• GIVEN TEXT:
[The last few months I have revisited The T-Team with Mr. B: Central Australian Safari 1977 which is a prequel to Trekking With the T-Team: Central Australian Safari 1981. In preparation for its release later this year, I will be sharing posts of this adventure.
In this episode we venture up close and personal to Uluru/Ayers Rock…]
When we arrived at the fence that bordered the Ayers Rock-Olgas Reserve (as it was known back in 1977) *, we took more photos of the Rock, rusty-red with black streaks, and towering above us. We drove to the Park Ranger’s office to pay an admission fee to enter the reserve and see the Rock. Once Dad had returned from fee-paying, we commenced our drive around the Rock.
As there were more tourists in their Land Rovers and cars also circling the Rock, Richard and I descended from our high status on the top of the Rover and crammed into the back cabin. The roads, though not sealed, were better graded with gravel tempering the bull dust, so though the dust was still a nuisance, it didn’t make me cough.
‘When are we going to climb the Rock?’ Matt asked his dad.
‘Soon, ma boy, soon.’
‘Have you climbed the Rock?’ I asked Dad.
‘Erm…’ Dad coughed.
‘Of course, you did. Back in the 1950’s. Not so many tourists then, I reckon. Were you the only ones camping near the Rock back then?’
‘Um…er…umm…’
‘You went with mum and her family back then, didn’t you Dad?’
Dad put his dusty handkerchief over his mouth and coughed.
‘I remember the beautiful photos taken by Grandpa. He was a missionary pastor at Hermannsburg, you know, Mr B. And Dad was a teacher at Hermannsburg. That’s where he met mum, did you know, Mr B?’
‘The roads are better,’ Dad said. ‘They were just tracks back in the fifties.’
‘I dare say, ol’ chap,’ Mr. B butted into our conversation, ‘the Rock must still be the same.’
Dad chewed his lip. ‘Well, er, yes, I s’pose.’
‘If you ask me, all looks primitive to me,’ Mr. B said. ‘I mean to say, the land looks like we’re back in the 1950’s. I really think they should invest in some decent hotels or motels. Perhaps a tourist village. For the tourists. I mean, just look at the Rock—they’re missing money-making opportunities.’
Dad shifted his weight in the driver’s seat. ‘Er, I don’t know if having lots of tourists is a good idea for the Rock. The Indigenous consider the Rock sacred. I think they’d want less tourists, not more.’
‘Tourism, that’s where it’s at. And from what I’ve seen of the natives in this part of the land, they could do with some money to boost their living conditions.’
Richard and I glanced at each other. I pondered, Was this man for real?

[Dataset entries]
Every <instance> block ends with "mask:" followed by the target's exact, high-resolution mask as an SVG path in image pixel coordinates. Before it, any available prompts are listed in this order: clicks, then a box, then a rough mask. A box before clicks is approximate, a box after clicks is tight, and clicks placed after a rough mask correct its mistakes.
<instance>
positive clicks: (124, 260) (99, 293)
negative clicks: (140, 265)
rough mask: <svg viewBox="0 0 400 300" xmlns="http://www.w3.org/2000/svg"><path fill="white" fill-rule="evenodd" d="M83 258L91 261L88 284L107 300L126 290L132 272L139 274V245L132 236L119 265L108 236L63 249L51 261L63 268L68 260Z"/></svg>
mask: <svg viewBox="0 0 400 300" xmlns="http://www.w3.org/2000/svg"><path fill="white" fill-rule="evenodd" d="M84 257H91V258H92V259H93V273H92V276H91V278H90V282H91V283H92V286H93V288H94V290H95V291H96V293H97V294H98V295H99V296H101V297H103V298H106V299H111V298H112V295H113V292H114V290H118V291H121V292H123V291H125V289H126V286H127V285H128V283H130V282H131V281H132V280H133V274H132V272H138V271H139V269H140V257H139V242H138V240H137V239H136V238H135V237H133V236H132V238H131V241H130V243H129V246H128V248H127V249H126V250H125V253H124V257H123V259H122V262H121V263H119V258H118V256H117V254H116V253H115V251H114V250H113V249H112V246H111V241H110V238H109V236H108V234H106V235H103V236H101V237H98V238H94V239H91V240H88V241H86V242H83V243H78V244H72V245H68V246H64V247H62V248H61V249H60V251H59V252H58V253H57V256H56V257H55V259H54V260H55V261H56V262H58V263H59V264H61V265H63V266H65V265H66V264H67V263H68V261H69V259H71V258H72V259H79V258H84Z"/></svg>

• JOB 1: Rewrite everything in the Uluru safari text from "[The last few" down to "of this adventure.", putting "precursor" in place of "prequel".
• JOB 2: Write the next part of the Uluru safari text, picking up after its final sentence.
The records above are separate material, unrelated to the Uluru safari text.

• ANSWER SPACE 1:
[The last few months I have revisited The T-Team with Mr. B: Central Australian Safari 1977 which is a precursor to Trekking With the T-Team: Central Australian Safari 1981. In preparation for its release later this year, I will be sharing posts of this adventure.

• ANSWER SPACE 2:
Dad pursed his lips and turned into road leading to a cave in the Rock. ‘Before we climb the Rock, there’s this cave. It has ancient aboriginal artwork on the walls’, Dad said.
We walked along a narrow path under the shade of ironwood and acacia trees. The Rock awed me by its size. If I had a camera with unlimited capacity to take thousands of photos, I would have spent the whole trek to the cave snapping away behind the lens. Nearer, the Rock surprised me with shades of tangerine, crimson, umber and red of the iron stone. As we got up close and personal with the Rock, I thought it looked like a giant elephant’s flank all scaly and knobbly. It had looked so smooth from far away.
We entered a cave which appeared as though it was a huge umbrella from the inside. In a zone of wonder we walked along the narrow passage under the roof. I imagined that waves had crashed against it and carved out its form. In one part, I studied the carvings of the ancient owners of this land.
We trod through the cave in silence. This was sacred ground.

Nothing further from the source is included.